Transcribe the records that follow, keeping every word as it stands.

## DATASET RECORDS
'''

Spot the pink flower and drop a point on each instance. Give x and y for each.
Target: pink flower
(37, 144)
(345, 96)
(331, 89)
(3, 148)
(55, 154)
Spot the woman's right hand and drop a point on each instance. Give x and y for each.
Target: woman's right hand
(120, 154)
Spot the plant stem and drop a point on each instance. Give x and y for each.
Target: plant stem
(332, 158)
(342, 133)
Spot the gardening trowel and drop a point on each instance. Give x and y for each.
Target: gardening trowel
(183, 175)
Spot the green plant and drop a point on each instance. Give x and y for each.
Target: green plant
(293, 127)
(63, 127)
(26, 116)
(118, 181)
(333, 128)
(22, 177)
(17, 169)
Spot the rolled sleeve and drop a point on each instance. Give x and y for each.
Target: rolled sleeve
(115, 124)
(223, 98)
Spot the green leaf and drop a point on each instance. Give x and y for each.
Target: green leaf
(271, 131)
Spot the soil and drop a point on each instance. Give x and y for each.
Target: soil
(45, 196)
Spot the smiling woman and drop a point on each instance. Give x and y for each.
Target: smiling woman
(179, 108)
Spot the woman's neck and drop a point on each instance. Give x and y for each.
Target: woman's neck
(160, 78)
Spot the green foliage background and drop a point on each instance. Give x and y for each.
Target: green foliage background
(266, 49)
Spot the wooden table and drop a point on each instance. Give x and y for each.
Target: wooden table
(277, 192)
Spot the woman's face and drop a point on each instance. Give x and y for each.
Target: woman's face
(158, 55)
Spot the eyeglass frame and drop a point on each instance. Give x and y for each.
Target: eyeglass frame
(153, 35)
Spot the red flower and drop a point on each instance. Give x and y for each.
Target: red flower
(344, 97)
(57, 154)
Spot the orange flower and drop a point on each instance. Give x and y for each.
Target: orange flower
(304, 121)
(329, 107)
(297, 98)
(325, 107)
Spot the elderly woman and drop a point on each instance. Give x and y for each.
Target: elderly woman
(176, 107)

'''

## YOUR SOLUTION
Spot the pink flower and drop a point on each instance. Give x and y for each.
Target: pink flower
(37, 144)
(345, 96)
(331, 89)
(3, 148)
(55, 154)
Spot the woman's right hand and drop a point on each instance. Give x and y for each.
Target: woman's right hand
(120, 154)
Spot the plant stem and drop a point on each instance. Give x and y for each.
Target: plant stem
(332, 158)
(342, 133)
Spot the gardening trowel and drop a point on each instance. Give x and y for each.
Target: gardening trowel
(183, 175)
Spot the green plant and drop a point on each instance. Give x and y for each.
Target: green plant
(293, 127)
(63, 127)
(26, 116)
(118, 181)
(333, 128)
(22, 177)
(17, 169)
Spot the rolled sleeve and drop a point on each instance. Give x and y for each.
Target: rolled sleeve
(115, 124)
(223, 98)
Spot the green leaf and drop a point on each instance. Give x and y for each.
Target: green leaf
(271, 131)
Spot the soil and drop a point on each instance. Give x and y for each.
Target: soil
(45, 196)
Spot the smiling woman and drop a point on each instance. Give x and y for each.
Target: smiling woman
(179, 108)
Spot the woman's neck and drop a point on each instance. Give x and y for each.
Target: woman's neck
(160, 78)
Spot the green foliage background and drop a point on each instance. Give x and y for each.
Target: green foliage background
(266, 49)
Spot the wooden table and drop a point on each instance. Give x and y for each.
Target: wooden table
(277, 192)
Spot the woman's face and drop a point on each instance. Give x and y for each.
Target: woman's face
(158, 55)
Spot the eyeglass frame and drop a point on each instance. Give x and y for each.
Target: eyeglass frame
(153, 35)
Spot the red flower and drop a point on each instance. Give x and y for each.
Target: red flower
(344, 97)
(57, 154)
Spot the orange flower and drop a point on each instance. Give x and y for each.
Target: orange flower
(304, 121)
(329, 107)
(297, 98)
(325, 107)
Spot the elderly woman and drop a point on each instance. Give x and y for each.
Target: elderly woman
(176, 107)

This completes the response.